Required action 1:
Output the following lines from the Collected data entries listing verbatim. Begin at the start of that listing, stop after the line that contains "positive clicks: (446, 292)", and omit the pictures.

++++ Passage provided ++++

After you finish at Stone Gardens, walk down the block and have lunch at the Kiss Cafe. This quirky spot sells an astonishing number of sandwiches and all-day-breakfast options, from the Battered Elvis (peanut butter and banana in French toast) to the Thanksgiving Hangover (turkey, stuffing, and cranberry sauce between two slices of bread). Want it now? Order the Veruca Salt — which costs $1,000 — and get your order delivered before everyone else’s.
Find it: 2839 NW Market Street; Stone Gardens is on the far west side of Ballard, but both the 40 and the 44 bus will get you there if you’re willing to take a long ride. I’d recommend driving.
3. Center for Wooden Boats
Photo: Ian Good, Center for Wooden Boats
If you’re a boat nerd — and in Seattle, you can’t really help but pick up the bug — you’ll want to stop at the Center for Wooden Boats. You’ll see more than 100 historic boats, most of them wooden, and all of them fascinating examples of structure and design.
I’m the kind of person who can spend (and has spent) hours at a place like this, examining each boat in detail. They even let you onto some of the bigger boats to check out the cabins inside. Their events calendar lists free public sails, where you get a chance to experience the boats in motion. (If you’re going to a free public sail, sign up early; be there before the signups open at 10am to have a better chance at your first-choice boat.)
If you need a little extra incentive to geek out on boats, the Center for Wooden Boats is right next to the Museum of History and Industry. It focuses on both historical and new innovations in machinery, health, music, and more. Together, these make for a great afternoon of museum-ing.
Find it: 1010 Valley St; take the 70, the 71, the 72, or the 73 to Fairview Ave and Valley. You’ll know it when you see it.
4. Japonessa Sushi Cocina
My first trip to Japonessa Sushi Cocina came right after visiting the nearby Seattle Aquarium. We heard stories about the aquarium’s very smart octopus, who liked to climb out of its tank at night, and then I went to Japonessa and ate octopus for the very first time.
Since then, it’s been my go-to for special occasions. Yes, it’s a fancy place and you’ll pay fancy prices. If you want to sit in the main room, you’ll need a reservation, but there’s a side room (plus the bar) for walk-ins.

++++ Working data ++++

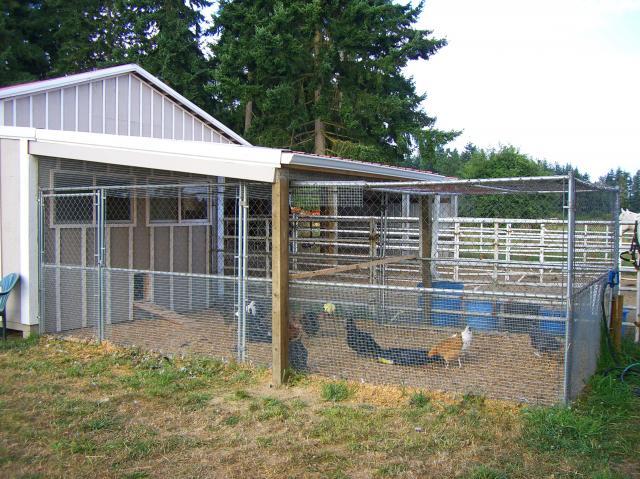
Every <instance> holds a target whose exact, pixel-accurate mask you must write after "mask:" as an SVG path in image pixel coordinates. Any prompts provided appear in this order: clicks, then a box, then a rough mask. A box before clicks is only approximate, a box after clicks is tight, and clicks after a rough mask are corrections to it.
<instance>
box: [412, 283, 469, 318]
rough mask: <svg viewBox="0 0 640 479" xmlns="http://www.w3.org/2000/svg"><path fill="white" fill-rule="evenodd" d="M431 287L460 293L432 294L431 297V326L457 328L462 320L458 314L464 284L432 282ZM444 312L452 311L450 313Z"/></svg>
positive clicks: (446, 292)
mask: <svg viewBox="0 0 640 479" xmlns="http://www.w3.org/2000/svg"><path fill="white" fill-rule="evenodd" d="M420 284H422V283H420ZM431 287H432V288H434V289H453V290H456V291H460V293H455V292H443V293H441V294H437V293H435V292H434V293H433V296H432V297H431V324H433V325H434V326H459V325H460V323H461V319H462V315H461V314H460V313H462V290H463V289H464V284H463V283H458V282H455V281H433V282H432V283H431ZM434 310H438V311H434ZM446 311H452V313H448V312H446Z"/></svg>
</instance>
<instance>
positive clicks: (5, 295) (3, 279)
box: [0, 273, 20, 340]
mask: <svg viewBox="0 0 640 479" xmlns="http://www.w3.org/2000/svg"><path fill="white" fill-rule="evenodd" d="M18 279H20V276H18V275H17V274H16V273H9V274H8V275H6V276H5V277H4V278H2V281H0V317H2V339H3V340H6V339H7V301H8V300H9V294H10V293H11V290H12V289H13V287H14V286H15V285H16V283H17V282H18Z"/></svg>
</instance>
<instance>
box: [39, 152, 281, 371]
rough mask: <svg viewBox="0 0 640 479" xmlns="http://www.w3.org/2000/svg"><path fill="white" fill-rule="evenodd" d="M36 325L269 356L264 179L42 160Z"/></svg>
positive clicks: (233, 356) (259, 358) (87, 338)
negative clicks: (227, 176)
mask: <svg viewBox="0 0 640 479" xmlns="http://www.w3.org/2000/svg"><path fill="white" fill-rule="evenodd" d="M40 181H41V192H40V197H39V204H40V219H39V223H40V224H39V230H40V235H39V237H40V240H39V242H40V317H41V321H40V328H41V332H42V333H47V334H58V335H63V336H72V337H79V338H85V339H92V340H99V341H102V340H107V341H111V342H113V343H116V344H120V345H125V346H136V347H142V348H145V349H150V350H155V351H159V352H163V353H174V354H183V353H199V354H207V355H212V356H216V357H219V358H222V359H225V360H238V361H249V362H252V363H256V364H263V365H269V364H270V363H271V344H270V343H271V278H270V276H271V253H270V251H271V246H270V245H271V185H269V184H265V183H248V182H237V181H235V182H234V181H232V180H229V179H225V178H215V177H213V178H207V177H195V176H187V175H182V176H181V175H173V176H172V177H167V176H166V173H165V172H159V171H148V170H142V169H136V168H121V169H113V168H111V169H106V168H105V167H101V166H100V165H98V166H96V165H95V164H89V163H86V164H82V163H80V162H66V163H65V162H63V161H60V160H56V159H43V160H42V161H41V166H40Z"/></svg>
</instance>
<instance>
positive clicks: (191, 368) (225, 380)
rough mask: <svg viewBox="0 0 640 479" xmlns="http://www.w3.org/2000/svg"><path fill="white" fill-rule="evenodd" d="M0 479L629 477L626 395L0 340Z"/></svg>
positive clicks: (607, 384) (73, 343)
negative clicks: (302, 477)
mask: <svg viewBox="0 0 640 479" xmlns="http://www.w3.org/2000/svg"><path fill="white" fill-rule="evenodd" d="M631 354H634V355H635V356H636V358H637V357H639V356H640V354H639V352H638V350H635V351H632V352H631ZM627 359H628V358H627ZM0 477H22V478H40V477H41V478H50V477H92V478H103V477H114V478H146V477H159V478H178V477H219V478H233V477H239V478H240V477H241V478H254V477H256V478H257V477H273V478H285V477H327V478H344V477H362V478H366V477H374V478H377V477H420V478H422V477H434V478H440V477H444V478H446V477H461V478H476V479H480V478H487V479H488V478H507V477H514V478H518V477H527V478H530V477H554V478H563V477H567V478H568V477H576V478H577V477H580V478H583V477H591V478H601V479H604V478H623V477H640V399H639V398H637V397H635V396H633V394H632V392H631V390H630V389H629V388H628V387H627V386H625V385H623V384H620V383H619V382H618V381H617V380H615V379H613V378H612V377H611V376H595V377H594V378H593V380H592V382H591V384H590V385H589V388H588V392H587V393H586V394H585V395H584V397H583V398H582V399H581V400H580V401H578V402H577V403H576V404H575V405H574V406H573V407H572V408H570V409H569V408H563V407H553V408H538V407H525V406H522V405H517V404H513V403H507V402H498V401H490V400H485V399H483V398H481V397H476V396H465V397H453V396H446V395H441V394H436V393H433V394H432V393H428V392H419V391H415V390H408V389H403V388H390V387H374V386H367V385H360V384H352V383H343V382H329V381H328V380H322V379H318V378H311V377H298V378H296V379H295V381H294V385H292V386H289V387H286V388H281V389H270V388H269V373H268V371H266V370H259V369H250V368H247V367H244V366H239V365H234V364H226V365H225V364H222V363H220V362H218V361H216V360H213V359H204V358H188V359H181V358H166V357H162V356H158V355H155V354H150V353H145V352H140V351H133V350H125V349H119V348H115V347H113V346H109V345H108V344H105V345H101V346H100V345H92V344H82V343H77V342H64V341H59V340H53V339H47V338H40V339H38V338H34V339H28V340H21V339H20V340H18V339H16V340H11V341H8V342H7V343H2V344H0Z"/></svg>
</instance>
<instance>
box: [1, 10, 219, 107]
mask: <svg viewBox="0 0 640 479" xmlns="http://www.w3.org/2000/svg"><path fill="white" fill-rule="evenodd" d="M210 5H211V0H187V1H184V0H39V1H30V2H18V1H15V0H8V1H7V2H3V4H2V10H1V12H2V16H1V17H0V85H6V84H11V83H15V82H20V81H26V80H34V79H43V78H47V77H53V76H61V75H65V74H69V73H77V72H80V71H87V70H91V69H93V68H98V67H104V66H110V65H117V64H122V63H132V62H133V63H138V64H140V65H141V66H142V67H144V68H145V69H147V70H149V71H150V72H151V73H153V74H154V75H156V76H158V77H159V78H161V79H162V80H164V81H165V82H166V83H168V84H169V85H171V86H172V87H173V88H174V89H176V90H177V91H179V92H180V93H182V94H184V95H185V96H186V97H187V98H189V99H190V100H192V101H194V102H195V103H197V104H198V105H199V106H201V107H203V108H205V109H212V108H213V98H212V95H211V93H210V92H208V91H207V87H208V86H209V84H210V82H211V76H210V75H211V69H210V64H209V61H208V60H207V59H206V57H205V55H204V53H203V52H202V50H201V48H200V42H201V41H202V40H203V37H204V36H205V32H204V31H203V29H202V23H203V20H204V18H203V16H202V13H201V11H202V10H203V9H204V8H207V7H209V6H210Z"/></svg>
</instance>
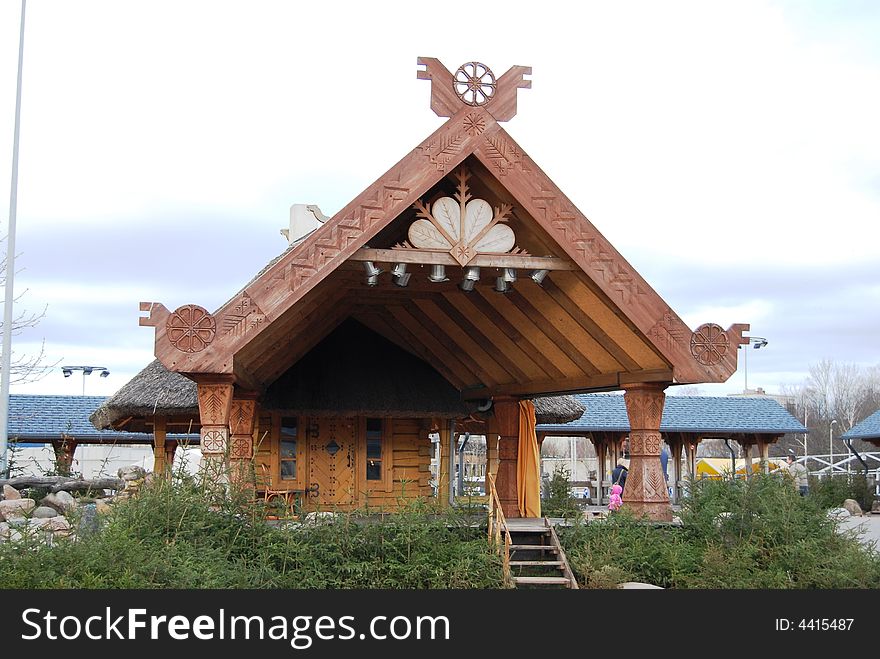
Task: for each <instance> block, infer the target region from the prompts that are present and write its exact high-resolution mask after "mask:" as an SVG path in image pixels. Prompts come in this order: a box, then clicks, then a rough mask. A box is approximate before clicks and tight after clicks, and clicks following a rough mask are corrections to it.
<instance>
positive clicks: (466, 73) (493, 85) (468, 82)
mask: <svg viewBox="0 0 880 659" xmlns="http://www.w3.org/2000/svg"><path fill="white" fill-rule="evenodd" d="M453 81H454V82H453V88H454V89H455V93H456V95H458V97H459V98H460V99H461V100H462V101H463V102H464V103H466V104H467V105H473V106H479V105H485V104H486V103H488V102H489V101H490V100H492V97H493V96H494V95H495V75H494V74H493V73H492V70H491V69H490V68H489V67H488V66H486V65H485V64H482V63H480V62H467V63H466V64H462V65H461V66H460V67H458V71H456V72H455V76H454V77H453Z"/></svg>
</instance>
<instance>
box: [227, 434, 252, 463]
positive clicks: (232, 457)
mask: <svg viewBox="0 0 880 659" xmlns="http://www.w3.org/2000/svg"><path fill="white" fill-rule="evenodd" d="M229 457H230V458H231V459H233V460H248V459H250V458H252V457H254V440H253V438H252V437H250V436H243V435H238V436H234V437H233V438H232V440H231V441H230V443H229Z"/></svg>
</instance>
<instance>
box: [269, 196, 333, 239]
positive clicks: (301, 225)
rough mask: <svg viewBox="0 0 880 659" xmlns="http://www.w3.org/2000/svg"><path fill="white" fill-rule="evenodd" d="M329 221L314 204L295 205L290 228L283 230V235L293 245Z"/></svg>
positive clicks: (292, 213)
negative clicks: (311, 232)
mask: <svg viewBox="0 0 880 659" xmlns="http://www.w3.org/2000/svg"><path fill="white" fill-rule="evenodd" d="M328 219H330V218H328V217H327V216H326V215H324V213H322V212H321V209H320V208H318V207H317V206H315V205H314V204H294V205H293V206H291V207H290V228H288V229H281V235H282V236H284V237H285V238H287V241H288V242H289V243H290V244H291V245H292V244H293V243H295V242H296V241H297V240H299V239H300V238H303V237H304V236H307V235H308V234H310V233H311V232H312V231H314V230H315V229H317V228H319V227H321V226H322V225H323V224H324V222H326V221H327V220H328Z"/></svg>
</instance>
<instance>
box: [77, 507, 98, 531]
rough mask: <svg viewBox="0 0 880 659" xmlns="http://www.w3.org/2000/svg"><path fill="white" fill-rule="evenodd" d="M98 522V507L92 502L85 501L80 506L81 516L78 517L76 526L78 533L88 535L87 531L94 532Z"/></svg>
mask: <svg viewBox="0 0 880 659" xmlns="http://www.w3.org/2000/svg"><path fill="white" fill-rule="evenodd" d="M99 526H100V525H99V523H98V508H97V506H96V505H95V504H93V503H87V504H86V505H84V506H83V507H82V516H81V517H80V518H79V525H78V526H77V532H78V533H79V534H80V535H88V534H89V533H96V532H97V531H98V528H99Z"/></svg>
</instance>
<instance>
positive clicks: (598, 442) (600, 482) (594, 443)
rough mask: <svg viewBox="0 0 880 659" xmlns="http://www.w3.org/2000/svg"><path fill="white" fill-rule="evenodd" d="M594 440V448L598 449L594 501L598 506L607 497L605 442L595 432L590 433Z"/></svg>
mask: <svg viewBox="0 0 880 659" xmlns="http://www.w3.org/2000/svg"><path fill="white" fill-rule="evenodd" d="M590 439H592V440H593V448H595V449H596V487H595V492H594V496H593V501H594V502H595V504H596V505H597V506H601V505H602V501H603V499H604V497H605V452H606V447H605V442H603V441H601V440H600V439H599V438H597V436H596V435H595V434H592V435H590Z"/></svg>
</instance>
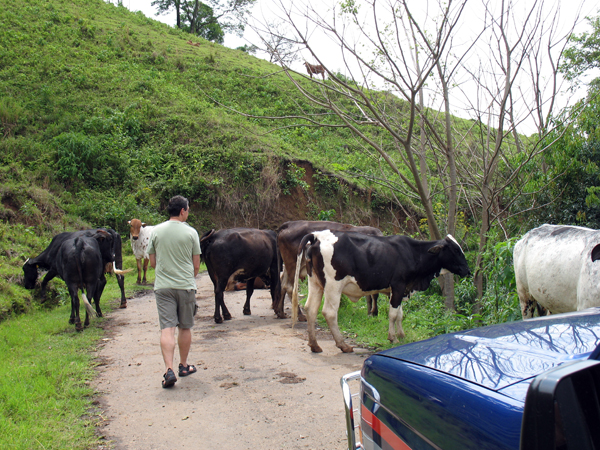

++++

Required action 2:
Reproduce the part of the Seattle travel passage above that begins at the words "4. Japonessa Sushi" and ends after "very first time.", substituting "squid" for "octopus".

Exercise solution 1:
Every <instance> holds a target whose exact, pixel-accurate mask you must write after "mask:" as an SVG path in image pixel coordinates. Any prompts provided appear in this order: clicks, then a box, then a rough mask. A box before clicks is only approximate, a box after clicks is tight, and clicks after a rough mask are corrections to it.
<instance>
box: [412, 283, 469, 318]
rough mask: <svg viewBox="0 0 640 479" xmlns="http://www.w3.org/2000/svg"><path fill="white" fill-rule="evenodd" d="M431 287L460 293L432 294L431 297V326L457 328L462 320L458 314L464 284L432 282ZM444 312L452 311L450 313Z"/></svg>
positive clicks: (446, 292)

Exercise solution 2:
4. Japonessa Sushi Cocina
My first trip to Japonessa Sushi Cocina came right after visiting the nearby Seattle Aquarium. We heard stories about the aquarium’s very smart squid, who liked to climb out of its tank at night, and then I went to Japonessa and ate squid for the very first time.